**** Text passage ****

Microbiome Quorum Sensing and Inter-Kingdom Communication

With respect to the microbiota: we recently discovered a new quorum-sensing system in V. cholerae that relies on an extracellular autoinducer, a cytoplasmic autoinducer receptor (VqmA), and a downstream regulatory sRNA (VqmR) that controls 17 target genes including those required for biofilm formation. We used fractionation, mass spectroscopy, NMR, and synthesis to identify the new autoinducer as 3,5-dimethylpyrazin-2-ol. During V. cholerae infection, the autoinducer is generated by the host microbiota by digestion of the mucin lining the intestine. Our data show that release of the mucin-derived autoinducer represses V. cholerae biofilm formation, promoting expulsion from the host. Animal experiments will explore the possibility of using the new autoinducer in the treatment of cholera disease.

With respect to the host: We recently found that mammalian epithelial cells and host tissue of epithelial origin produce a mimic of the autoinducer AI-2. AI-2 is the universal inter-species autoinducer we discovered a decade ago. AI-2 mimic production is induced in host cells only after exposure to bacteria. Exploiting AI-2, as opposed to a highly species-specific autoinducer, could be a strategy that enables the host to maximally manipulate bacterial behavior in mixed populations such as those that exist in the gut. We are identifying the structure of the mimic using NMR, metabolomics, and synthesis. We will define the gene(s) required to make the mimic using CRISPR mutant libraries. We will determine what the mimic does to host cells using RNA-seq. We will do likewise with the bacteria, with the expectation that the mimic controls quorum-sensing-regulated behaviors. We will determine what happens to the microbiota and the host when the mimic is absent, present, or in excess. We will determine whether the mimic has roles in microbiota homeostasis and/or infection. These studies could provide a path to the discovery of other host-produced quorum-sensing molecules as more than one molecule is likely involved.

**** Stored data ****

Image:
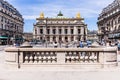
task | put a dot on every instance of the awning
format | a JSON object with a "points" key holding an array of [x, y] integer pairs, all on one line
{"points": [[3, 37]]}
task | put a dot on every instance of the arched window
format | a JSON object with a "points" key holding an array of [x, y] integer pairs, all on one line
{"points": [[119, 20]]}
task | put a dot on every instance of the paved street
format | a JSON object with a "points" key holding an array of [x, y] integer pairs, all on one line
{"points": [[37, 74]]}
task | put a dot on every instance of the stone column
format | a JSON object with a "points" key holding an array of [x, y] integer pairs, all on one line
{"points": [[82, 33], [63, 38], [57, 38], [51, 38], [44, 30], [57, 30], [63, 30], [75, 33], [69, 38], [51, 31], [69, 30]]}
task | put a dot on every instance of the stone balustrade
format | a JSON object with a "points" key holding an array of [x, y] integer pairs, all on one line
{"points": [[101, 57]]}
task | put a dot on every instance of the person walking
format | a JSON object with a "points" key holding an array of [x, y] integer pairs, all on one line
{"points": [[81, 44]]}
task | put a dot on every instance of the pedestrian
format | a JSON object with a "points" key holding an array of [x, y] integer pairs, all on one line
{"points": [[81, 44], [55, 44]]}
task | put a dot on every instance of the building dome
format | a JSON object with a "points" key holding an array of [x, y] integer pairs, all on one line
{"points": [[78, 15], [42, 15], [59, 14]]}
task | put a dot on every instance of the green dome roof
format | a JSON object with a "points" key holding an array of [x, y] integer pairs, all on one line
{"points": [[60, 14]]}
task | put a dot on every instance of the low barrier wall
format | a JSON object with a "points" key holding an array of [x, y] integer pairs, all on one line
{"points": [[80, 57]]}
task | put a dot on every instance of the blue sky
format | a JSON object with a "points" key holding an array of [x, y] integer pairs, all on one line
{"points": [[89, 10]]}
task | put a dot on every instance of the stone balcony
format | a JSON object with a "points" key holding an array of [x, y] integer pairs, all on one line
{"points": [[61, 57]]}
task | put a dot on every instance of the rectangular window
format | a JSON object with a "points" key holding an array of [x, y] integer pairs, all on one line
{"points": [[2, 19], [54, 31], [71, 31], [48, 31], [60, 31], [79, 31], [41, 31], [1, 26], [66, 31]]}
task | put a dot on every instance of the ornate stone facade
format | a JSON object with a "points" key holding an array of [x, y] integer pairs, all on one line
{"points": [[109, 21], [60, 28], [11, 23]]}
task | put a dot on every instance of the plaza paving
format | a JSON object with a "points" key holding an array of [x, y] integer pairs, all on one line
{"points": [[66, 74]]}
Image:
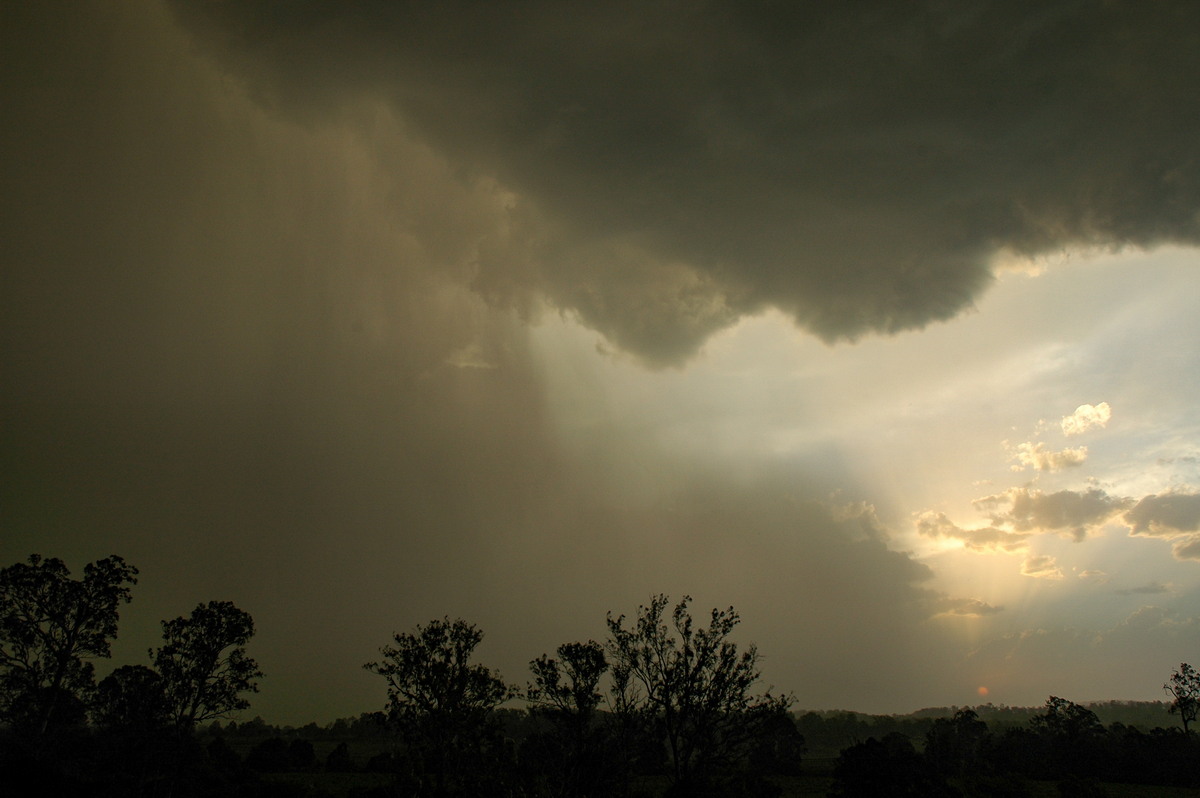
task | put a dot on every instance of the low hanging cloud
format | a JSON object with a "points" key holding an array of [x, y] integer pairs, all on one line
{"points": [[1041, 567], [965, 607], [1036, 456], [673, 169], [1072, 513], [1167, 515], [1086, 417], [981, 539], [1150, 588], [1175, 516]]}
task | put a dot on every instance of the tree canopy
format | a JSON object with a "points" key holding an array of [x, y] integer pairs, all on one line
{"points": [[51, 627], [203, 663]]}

****

◆ **Using the information**:
1. From the text on microbiome quorum sensing, list the methods used to identify the new autoinducer in V. cholerae.
2. Summarize the text on microbiome quorum sensing in two sentences.
3. In the text on microbiome quorum sensing, what was the new V. cholerae autoinducer identified as?
The records come from a separate source and are not connected to the text.

◆ **Task-by-task results**:
1.
- Fractionation
- Mass spectroscopy
- NMR
- Synthesis

2. A newly discovered quorum-sensing system in V. cholerae responds to the autoinducer 3,5-dimethylpyrazin-2-ol, which the host microbiota generates by digesting intestinal mucin and which represses V. cholerae biofilm formation, promoting expulsion from the host. Mammalian epithelial cells also produce a mimic of the universal autoinducer AI-2 after exposure to bacteria, and planned studies will identify its structure, the genes that make it, and its effects on host cells, bacteria, and the microbiota.

3. 3,5-dimethylpyrazin-2-ol